» Exercise prompt
Below is the material. Rewrite the part that starts with the line containing "Where in the photo above can the black trousers" and runs through the end of the material, including that first line and its requests. Multiply every coordinate in the answers by 1.4 and round to whole numbers, with halves rounded up. Give only that part.

» Data provided
_____
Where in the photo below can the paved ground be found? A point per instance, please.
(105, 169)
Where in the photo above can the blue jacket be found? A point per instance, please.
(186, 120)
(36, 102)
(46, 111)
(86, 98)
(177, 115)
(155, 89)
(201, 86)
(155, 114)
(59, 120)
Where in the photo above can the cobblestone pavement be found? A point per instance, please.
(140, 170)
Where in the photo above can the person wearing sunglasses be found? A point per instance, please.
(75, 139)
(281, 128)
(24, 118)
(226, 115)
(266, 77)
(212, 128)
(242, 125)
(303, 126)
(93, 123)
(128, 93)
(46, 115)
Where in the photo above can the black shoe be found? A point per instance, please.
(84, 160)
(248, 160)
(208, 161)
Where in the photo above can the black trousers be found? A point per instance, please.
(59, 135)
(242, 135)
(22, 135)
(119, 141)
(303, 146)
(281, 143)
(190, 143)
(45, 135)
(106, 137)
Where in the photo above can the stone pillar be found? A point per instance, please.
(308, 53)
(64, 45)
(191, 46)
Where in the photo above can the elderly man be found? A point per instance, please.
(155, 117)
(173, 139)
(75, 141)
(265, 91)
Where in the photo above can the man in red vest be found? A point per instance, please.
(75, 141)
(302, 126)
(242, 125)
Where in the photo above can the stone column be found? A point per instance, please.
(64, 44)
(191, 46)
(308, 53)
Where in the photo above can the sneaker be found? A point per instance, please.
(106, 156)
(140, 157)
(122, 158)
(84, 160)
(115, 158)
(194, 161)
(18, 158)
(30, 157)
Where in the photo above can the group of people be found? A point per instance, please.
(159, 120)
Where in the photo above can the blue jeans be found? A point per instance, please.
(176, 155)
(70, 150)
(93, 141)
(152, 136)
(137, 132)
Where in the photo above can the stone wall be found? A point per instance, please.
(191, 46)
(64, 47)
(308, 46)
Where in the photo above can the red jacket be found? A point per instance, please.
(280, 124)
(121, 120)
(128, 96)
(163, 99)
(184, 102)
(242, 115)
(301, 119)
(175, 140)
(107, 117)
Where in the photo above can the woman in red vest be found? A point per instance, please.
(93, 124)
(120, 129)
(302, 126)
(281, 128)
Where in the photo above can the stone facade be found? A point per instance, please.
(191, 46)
_____
» Completed task
Where in the photo above can the black trousers be found? A point per instance, please.
(83, 189)
(339, 189)
(31, 189)
(167, 197)
(424, 204)
(393, 200)
(266, 200)
(63, 189)
(148, 192)
Where in the photo above can the stone pillar be found? A point per instance, please.
(431, 74)
(90, 63)
(267, 64)
Where in the photo above can the elderly man be found? A point per instance, please.
(217, 164)
(242, 195)
(105, 197)
(371, 127)
Where in the photo above can the man in red vest be found? A point per instance, please.
(105, 197)
(423, 176)
(339, 175)
Where in the photo above can the stone column be found? A point per instance, please.
(90, 62)
(267, 64)
(431, 74)
Where in the photo above can the sneaker be found? A point per instance, please.
(148, 218)
(196, 220)
(171, 221)
(118, 224)
(161, 221)
(272, 225)
(25, 221)
(42, 220)
Where in the photo above can the group of people be found? A point per instance, please.
(223, 168)
Where in the photo above can the blue jeans be found? A point per instance, please.
(246, 217)
(98, 210)
(130, 197)
(213, 190)
(192, 185)
Where in the photo above can the stone wall be found? A point per instance, please.
(267, 64)
(90, 66)
(431, 64)
Where in the photo above can the red jacket be found? A point per instance, please.
(392, 174)
(169, 168)
(179, 134)
(228, 139)
(258, 143)
(339, 161)
(421, 167)
(245, 196)
(150, 164)
Where in the photo above can the woman in red vest be found? A point per instance, please.
(130, 174)
(168, 181)
(423, 176)
(393, 179)
Where in the photo above can the stone facade be found? A point per instance, please.
(267, 64)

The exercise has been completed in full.